• [Given task]
Count the lines in the material below that contain the word "truck". Reply with the number alone.

• [Raw records]

— begin —

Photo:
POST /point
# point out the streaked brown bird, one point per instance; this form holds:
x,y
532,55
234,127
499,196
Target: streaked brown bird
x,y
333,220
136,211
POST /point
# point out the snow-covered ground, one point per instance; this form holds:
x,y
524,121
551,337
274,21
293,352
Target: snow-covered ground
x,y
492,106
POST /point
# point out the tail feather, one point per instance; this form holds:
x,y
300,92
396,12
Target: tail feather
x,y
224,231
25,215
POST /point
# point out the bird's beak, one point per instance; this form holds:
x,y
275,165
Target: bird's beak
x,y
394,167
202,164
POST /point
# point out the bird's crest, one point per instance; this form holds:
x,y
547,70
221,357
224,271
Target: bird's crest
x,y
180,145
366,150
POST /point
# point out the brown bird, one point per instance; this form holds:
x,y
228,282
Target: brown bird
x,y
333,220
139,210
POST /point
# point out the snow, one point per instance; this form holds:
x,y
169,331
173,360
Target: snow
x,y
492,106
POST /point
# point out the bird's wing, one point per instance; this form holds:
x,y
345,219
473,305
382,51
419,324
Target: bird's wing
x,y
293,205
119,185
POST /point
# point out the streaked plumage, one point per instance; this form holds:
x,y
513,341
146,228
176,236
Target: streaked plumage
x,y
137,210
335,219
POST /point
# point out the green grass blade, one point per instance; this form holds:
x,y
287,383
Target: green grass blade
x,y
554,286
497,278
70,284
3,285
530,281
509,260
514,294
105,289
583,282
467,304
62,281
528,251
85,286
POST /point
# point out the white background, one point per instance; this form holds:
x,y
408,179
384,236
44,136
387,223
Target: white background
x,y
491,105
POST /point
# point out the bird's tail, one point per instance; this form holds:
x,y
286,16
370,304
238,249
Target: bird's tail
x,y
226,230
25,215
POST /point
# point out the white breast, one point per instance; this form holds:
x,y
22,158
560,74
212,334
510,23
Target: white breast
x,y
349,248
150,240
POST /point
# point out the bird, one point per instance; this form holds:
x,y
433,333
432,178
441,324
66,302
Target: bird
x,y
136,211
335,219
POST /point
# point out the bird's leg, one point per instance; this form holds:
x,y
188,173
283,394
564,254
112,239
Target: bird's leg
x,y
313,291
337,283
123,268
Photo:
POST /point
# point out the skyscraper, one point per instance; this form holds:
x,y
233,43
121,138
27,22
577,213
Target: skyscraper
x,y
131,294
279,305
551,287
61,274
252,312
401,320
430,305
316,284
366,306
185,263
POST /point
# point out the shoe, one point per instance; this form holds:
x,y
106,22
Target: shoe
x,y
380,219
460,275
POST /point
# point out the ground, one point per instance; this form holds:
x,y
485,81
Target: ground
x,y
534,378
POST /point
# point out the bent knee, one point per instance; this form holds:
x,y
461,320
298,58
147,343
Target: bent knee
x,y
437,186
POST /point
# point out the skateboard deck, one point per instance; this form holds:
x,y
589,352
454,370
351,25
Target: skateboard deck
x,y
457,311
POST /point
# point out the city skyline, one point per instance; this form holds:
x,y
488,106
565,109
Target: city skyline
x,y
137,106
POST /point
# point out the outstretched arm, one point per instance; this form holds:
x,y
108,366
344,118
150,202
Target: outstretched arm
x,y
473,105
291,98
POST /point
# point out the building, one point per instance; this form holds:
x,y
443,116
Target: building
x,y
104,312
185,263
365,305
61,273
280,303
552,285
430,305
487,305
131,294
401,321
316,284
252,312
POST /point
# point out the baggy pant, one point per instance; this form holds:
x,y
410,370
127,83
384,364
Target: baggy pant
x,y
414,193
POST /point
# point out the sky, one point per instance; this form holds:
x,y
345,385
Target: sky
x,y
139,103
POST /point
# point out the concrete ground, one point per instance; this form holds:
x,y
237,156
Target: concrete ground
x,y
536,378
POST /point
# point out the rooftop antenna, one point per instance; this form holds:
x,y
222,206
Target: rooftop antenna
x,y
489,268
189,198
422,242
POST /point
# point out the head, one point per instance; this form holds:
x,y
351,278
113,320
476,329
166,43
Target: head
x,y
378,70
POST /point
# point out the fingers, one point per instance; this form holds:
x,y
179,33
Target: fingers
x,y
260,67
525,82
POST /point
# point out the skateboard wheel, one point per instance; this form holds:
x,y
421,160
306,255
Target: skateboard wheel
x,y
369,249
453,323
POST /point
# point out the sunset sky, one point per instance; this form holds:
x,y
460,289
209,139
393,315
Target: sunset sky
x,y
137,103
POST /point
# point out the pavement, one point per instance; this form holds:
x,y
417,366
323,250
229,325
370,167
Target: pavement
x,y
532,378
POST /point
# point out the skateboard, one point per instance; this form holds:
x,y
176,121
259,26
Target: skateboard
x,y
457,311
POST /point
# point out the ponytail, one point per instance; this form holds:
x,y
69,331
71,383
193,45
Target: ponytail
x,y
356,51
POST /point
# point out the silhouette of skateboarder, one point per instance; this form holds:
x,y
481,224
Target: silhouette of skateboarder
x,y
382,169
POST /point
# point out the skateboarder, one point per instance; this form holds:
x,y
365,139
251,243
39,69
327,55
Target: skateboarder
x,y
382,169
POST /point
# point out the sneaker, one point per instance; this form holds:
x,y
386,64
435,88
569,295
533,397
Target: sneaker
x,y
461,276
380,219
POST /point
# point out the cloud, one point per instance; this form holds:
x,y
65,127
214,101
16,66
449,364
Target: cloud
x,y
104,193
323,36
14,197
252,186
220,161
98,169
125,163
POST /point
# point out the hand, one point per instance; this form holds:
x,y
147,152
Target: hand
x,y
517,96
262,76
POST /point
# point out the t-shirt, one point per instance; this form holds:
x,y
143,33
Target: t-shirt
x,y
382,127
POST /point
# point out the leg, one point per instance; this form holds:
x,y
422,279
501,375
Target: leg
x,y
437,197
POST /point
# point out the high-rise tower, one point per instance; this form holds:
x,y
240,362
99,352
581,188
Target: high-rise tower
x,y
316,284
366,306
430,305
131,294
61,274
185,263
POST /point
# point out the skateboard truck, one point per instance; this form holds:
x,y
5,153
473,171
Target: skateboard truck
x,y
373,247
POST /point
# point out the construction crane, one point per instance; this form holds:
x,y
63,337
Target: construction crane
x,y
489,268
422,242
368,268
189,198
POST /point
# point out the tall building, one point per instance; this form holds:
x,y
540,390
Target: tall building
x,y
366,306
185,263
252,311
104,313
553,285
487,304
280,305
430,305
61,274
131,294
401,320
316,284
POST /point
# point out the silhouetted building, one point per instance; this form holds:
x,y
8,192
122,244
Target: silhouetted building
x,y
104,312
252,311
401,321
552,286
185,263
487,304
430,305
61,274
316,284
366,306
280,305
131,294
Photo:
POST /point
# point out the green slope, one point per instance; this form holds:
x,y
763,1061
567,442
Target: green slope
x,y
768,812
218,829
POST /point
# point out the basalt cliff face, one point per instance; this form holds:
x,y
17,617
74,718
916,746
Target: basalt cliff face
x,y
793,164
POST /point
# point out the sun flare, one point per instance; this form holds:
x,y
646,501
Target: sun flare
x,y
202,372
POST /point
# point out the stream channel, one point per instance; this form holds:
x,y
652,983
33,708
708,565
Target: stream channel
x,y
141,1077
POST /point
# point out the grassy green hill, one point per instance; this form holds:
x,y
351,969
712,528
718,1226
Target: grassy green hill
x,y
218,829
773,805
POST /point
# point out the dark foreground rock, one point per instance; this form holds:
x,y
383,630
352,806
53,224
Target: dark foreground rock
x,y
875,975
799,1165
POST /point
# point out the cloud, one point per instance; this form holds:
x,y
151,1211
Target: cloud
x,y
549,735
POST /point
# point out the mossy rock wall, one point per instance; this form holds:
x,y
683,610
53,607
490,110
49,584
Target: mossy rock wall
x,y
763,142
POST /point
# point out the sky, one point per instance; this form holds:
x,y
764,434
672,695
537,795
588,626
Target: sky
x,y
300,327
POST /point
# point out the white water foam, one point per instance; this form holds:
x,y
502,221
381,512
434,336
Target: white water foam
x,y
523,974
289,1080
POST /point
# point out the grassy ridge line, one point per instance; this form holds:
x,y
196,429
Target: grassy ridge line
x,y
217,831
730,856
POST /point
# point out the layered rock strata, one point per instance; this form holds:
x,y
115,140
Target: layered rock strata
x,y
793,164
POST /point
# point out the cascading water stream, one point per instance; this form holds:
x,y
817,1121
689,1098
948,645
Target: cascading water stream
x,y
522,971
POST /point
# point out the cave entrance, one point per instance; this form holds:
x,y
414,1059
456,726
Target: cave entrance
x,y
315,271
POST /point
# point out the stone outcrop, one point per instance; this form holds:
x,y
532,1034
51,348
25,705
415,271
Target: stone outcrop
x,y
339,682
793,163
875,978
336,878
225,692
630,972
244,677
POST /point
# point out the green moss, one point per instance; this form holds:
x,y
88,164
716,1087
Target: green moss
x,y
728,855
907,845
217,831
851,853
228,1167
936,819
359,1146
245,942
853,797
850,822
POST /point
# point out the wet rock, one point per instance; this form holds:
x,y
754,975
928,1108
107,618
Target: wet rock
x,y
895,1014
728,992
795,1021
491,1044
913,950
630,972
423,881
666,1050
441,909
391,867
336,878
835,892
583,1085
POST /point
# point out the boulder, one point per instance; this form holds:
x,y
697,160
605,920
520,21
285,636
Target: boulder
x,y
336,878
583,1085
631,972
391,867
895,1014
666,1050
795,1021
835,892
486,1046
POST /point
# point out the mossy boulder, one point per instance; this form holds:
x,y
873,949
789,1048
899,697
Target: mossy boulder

— end —

• [The reply]
2